REQUESTS =>
(A) In the passage about Katie Beers, can you write out everything from "I don't know" down to "And I think she is right.", word for word?
(B) How would you render this sentence from the passage about Katie Beers in Spanish: "Today, Katie Beers is determined to turn her experience into something positive."

----- TEXT TO READ -----

Today, Katie Beers is determined to turn her experience into something positive.
She gives motivational speeches, works with survivors networks and advises social services and psychologists on how to support kids who have suffered abuse and neglect.
Katie, there is no doubt, she is honestly an absolutely incredible woman who is living proof that survivors can break free from the victim mould and go on to live happy, productive, fulfilling lives.
And most amazingly of all, Katie actually describes her kidnapping, and this is a quote from the book, as the best thing that ever happened to her.
I don't know how I feel about that.
Why does she say this?
She says it's because she knows that if her case hadn't made headlines in December 1992, she may never have escaped the abusive cycle she was trapped in.
Ironically, being locked up for those two weeks is what Katie credits to having freed her from a lifetime of captivity and into a whole new world.
I think Katie is naturally a kind of person who is able to look on the positive and look at a horrible situation in front of her and be like, what can I dig out that's the positive from this and how has this bettered my life?
And I think she is right.
I think she is right.
If she had never been abducted, she would have just remained living under Linda's roof, being abused by Linda and being abused by Sal probably until she was well into adulthood.
It's a fucking tragedy that she had to be abducted by another paedophile and raped for two weeks in his underground bunker before anybody paid attention to her plight and pulled her out of that and put her into this loving home where she then managed to have the life that she now has.
And she's had to build that for herself.
Nobody gave it to her.
It's not like, oh, I got abducted and then I won the lottery.

----- EXCERPTED RECORDS -----

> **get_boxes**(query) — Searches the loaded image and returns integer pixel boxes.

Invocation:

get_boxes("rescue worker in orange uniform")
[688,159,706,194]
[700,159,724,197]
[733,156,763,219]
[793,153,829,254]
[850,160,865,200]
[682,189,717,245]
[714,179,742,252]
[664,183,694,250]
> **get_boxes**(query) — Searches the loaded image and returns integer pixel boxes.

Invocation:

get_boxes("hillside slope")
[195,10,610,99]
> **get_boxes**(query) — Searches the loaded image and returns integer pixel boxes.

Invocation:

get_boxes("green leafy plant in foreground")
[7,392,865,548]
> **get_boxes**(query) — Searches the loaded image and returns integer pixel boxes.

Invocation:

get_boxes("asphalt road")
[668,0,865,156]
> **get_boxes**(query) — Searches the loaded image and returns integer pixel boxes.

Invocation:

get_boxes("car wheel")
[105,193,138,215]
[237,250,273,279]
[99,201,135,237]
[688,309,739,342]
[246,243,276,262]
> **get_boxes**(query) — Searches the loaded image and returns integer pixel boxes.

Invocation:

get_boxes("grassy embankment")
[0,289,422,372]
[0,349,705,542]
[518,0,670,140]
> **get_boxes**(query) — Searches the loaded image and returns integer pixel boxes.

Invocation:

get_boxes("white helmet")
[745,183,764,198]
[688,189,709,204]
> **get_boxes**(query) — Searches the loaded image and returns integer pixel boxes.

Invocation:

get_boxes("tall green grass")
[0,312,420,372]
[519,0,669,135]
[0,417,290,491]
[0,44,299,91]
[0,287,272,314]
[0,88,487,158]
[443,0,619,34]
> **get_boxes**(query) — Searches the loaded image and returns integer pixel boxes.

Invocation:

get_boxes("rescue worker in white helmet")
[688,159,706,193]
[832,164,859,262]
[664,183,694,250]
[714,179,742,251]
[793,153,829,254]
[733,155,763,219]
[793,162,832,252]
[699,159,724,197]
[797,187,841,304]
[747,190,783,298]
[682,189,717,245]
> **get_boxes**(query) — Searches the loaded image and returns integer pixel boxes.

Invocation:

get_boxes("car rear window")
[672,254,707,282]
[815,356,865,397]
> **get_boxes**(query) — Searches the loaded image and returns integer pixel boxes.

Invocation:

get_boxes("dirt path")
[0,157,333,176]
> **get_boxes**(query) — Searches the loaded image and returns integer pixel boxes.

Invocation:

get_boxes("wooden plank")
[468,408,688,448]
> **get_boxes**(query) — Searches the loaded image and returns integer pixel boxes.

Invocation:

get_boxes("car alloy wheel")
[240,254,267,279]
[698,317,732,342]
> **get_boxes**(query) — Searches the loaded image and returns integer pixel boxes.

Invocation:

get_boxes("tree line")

-----

THE RESPONSES =>
(A)
I don't know how I feel about that.
Why does she say this?
She says it's because she knows that if her case hadn't made headlines in December 1992, she may never have escaped the abusive cycle she was trapped in.
Ironically, being locked up for those two weeks is what Katie credits to having freed her from a lifetime of captivity and into a whole new world.
I think Katie is naturally a kind of person who is able to look on the positive and look at a horrible situation in front of her and be like, what can I dig out that's the positive from this and how has this bettered my life?
And I think she is right.

(B) Hoy, Katie Beers está decidida a convertir su experiencia en algo positivo.